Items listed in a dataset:
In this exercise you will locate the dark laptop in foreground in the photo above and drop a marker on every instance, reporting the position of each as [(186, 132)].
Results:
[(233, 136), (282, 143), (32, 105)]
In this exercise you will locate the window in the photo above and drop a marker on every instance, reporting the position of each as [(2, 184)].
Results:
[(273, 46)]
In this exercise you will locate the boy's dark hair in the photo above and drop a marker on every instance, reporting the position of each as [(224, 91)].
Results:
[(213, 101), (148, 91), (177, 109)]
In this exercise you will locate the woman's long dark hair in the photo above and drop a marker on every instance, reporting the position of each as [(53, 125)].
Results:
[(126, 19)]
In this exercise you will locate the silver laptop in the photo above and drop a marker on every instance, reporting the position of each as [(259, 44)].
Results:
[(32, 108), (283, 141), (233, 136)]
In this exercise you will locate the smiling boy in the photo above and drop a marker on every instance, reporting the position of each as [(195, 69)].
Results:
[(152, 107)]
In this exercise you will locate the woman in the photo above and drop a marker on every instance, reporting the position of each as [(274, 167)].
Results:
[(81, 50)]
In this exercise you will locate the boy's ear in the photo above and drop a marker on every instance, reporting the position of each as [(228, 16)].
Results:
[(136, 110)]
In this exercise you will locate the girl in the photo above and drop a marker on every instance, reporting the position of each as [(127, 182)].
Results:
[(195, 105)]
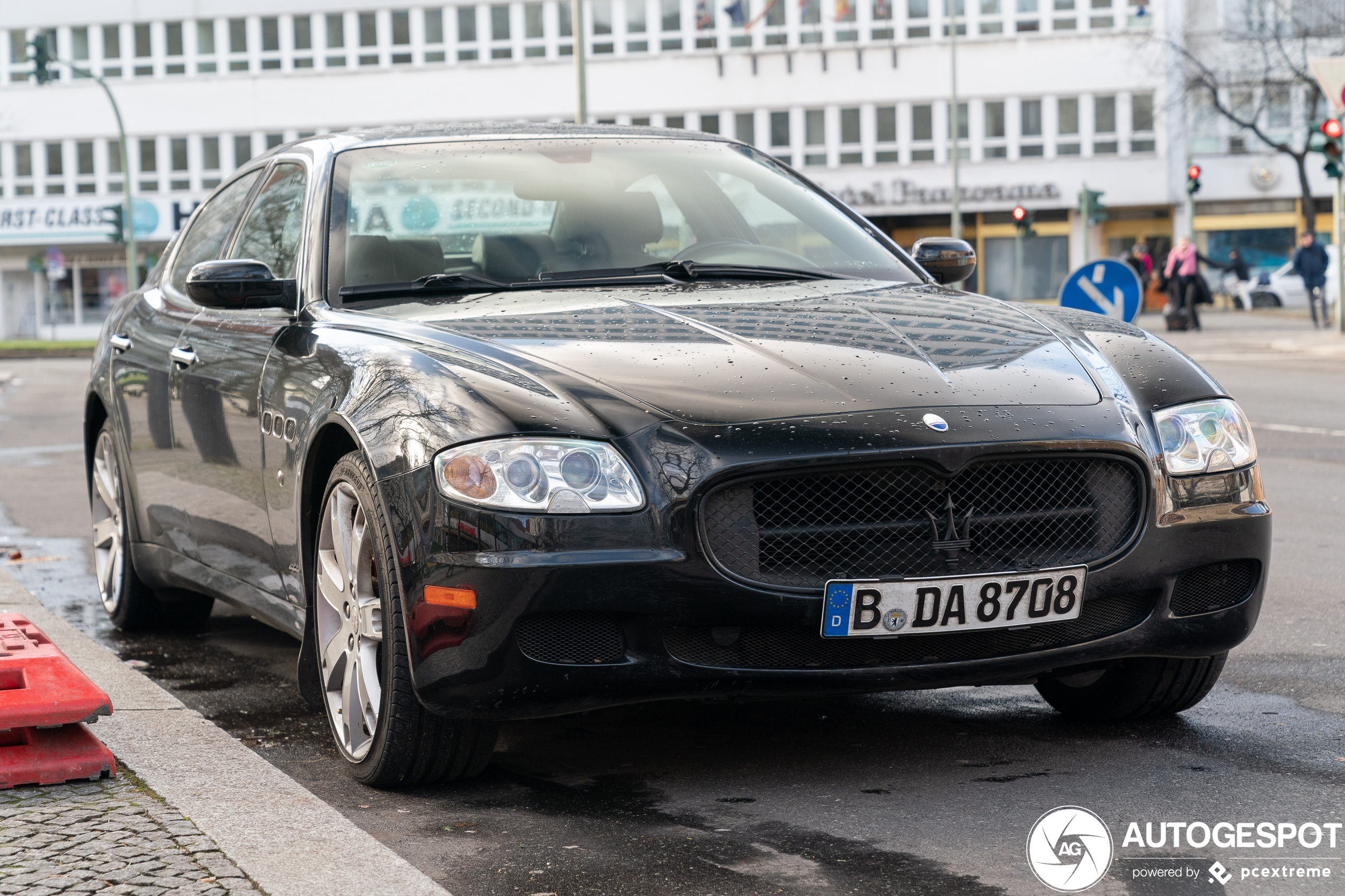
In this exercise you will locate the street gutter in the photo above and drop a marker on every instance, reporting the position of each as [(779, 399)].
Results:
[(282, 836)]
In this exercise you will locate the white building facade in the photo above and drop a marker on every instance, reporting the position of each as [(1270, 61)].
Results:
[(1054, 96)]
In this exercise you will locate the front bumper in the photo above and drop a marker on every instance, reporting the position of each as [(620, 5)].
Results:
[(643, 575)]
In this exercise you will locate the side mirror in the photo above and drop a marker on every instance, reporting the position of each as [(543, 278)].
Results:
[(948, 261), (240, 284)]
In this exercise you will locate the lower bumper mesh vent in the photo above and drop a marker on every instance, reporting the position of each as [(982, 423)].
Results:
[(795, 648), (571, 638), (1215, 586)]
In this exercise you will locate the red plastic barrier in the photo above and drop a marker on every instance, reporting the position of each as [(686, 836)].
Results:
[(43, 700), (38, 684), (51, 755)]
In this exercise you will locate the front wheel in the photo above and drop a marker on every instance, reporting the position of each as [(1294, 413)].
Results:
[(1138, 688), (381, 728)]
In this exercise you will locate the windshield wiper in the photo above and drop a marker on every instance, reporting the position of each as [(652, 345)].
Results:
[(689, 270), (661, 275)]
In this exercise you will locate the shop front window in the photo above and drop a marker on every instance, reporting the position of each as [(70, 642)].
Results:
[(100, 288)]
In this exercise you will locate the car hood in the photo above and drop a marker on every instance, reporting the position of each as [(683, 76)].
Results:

## WHAT IS BEING ASKED:
Reproduce every one of the lines above without changing a word, and omit the pictures.

## COMPLETED EXERCISE:
In this exercise you will locate the dark laptop in foreground in the photo above and drop a marker on every instance, reporting the position of each as [(186, 132)].
Results:
[(233, 136), (282, 143), (32, 105)]
In this exercise you will locate the window in the photo above and drop a marker on every instance, reporting the position of each as [(2, 184)].
Results:
[(273, 46)]
In this exercise you will locate the boy's dark hair in the photo above and drop a marker on every instance, reporting the position of each as [(224, 91)].
Results:
[(213, 101), (148, 91), (177, 109)]
In this exercise you will locate the woman's long dark hair in the photo above and drop a marker on every instance, reporting the position of each as [(53, 125)].
Results:
[(126, 19)]
In this exercise you will locate the silver laptop in the photo above and drop a marker on every instance, reporting the position of each as [(259, 44)].
Results:
[(32, 108), (283, 141), (233, 136)]
In this exercise you will locate the smiling boy in the photo above and drop a marker on every instance, reporting the position of each as [(195, 69)].
Results:
[(152, 107)]
In this exercise you will locate the woman in the photo above and drop a marker on every instance, reporting the position of each as [(274, 167)].
Results:
[(81, 50)]
In this exercise you will locate the boy's ear in the photo above and drop a marker on every instance, reporting the position of each as [(228, 16)].
Results:
[(136, 110)]
In this exercise you will locate the girl in the photo above and drop a marker on every instance, reporting the position of each as [(127, 182)].
Results:
[(195, 105)]
In this exercise you will locate the street gutter in the photo above and drop a marker on every instance, reporting the position of each as [(779, 399)].
Results:
[(282, 836)]
In this exercise you will locate the white building facade in the photo above and drop a marker on every instance, reporting the position of each as [(1270, 61)].
Results:
[(1054, 96)]
In this exercise you will locate the front bumper in the photo above and drop a marker on every instance, reporting the position of each as [(620, 5)].
Results:
[(643, 575)]
In this exercise you will locate the side mirror in the photo above and drop a marker on every instance, reporting the position of each as [(543, 278)].
Results:
[(948, 261), (240, 284)]
In this exercise you will locate the lower bumper mesh vent in the photo above and drop a marker on every instance, reporting the position of each as [(982, 423)].
Results:
[(795, 648), (571, 638), (1215, 586)]
In this exercise you will locate the red plastic barrier in the photo above and drop a marker on every instance, reporting the position of each as [(686, 836)].
Results:
[(43, 700), (38, 684), (51, 755)]
In this exercise you will locate the front wheel in the photo above and drop a marker on every instance, reporting the position of each as [(1294, 413)].
Results:
[(1138, 688), (381, 728)]
In this exercise you will locate the windshield wiper in the photo above and drop a marker on every instance, reporting the position of each as [(652, 345)].
Results:
[(689, 270), (661, 275)]
In this exercise you will locate the shop front window in the photo above and drop a marker on every instance, reporting the position of each as [(70, 642)].
Results:
[(100, 288)]
In this exercise you will locate the car hood in the photo above and drop a marker on every instance, reporting the position of each as [(683, 76)].
Results:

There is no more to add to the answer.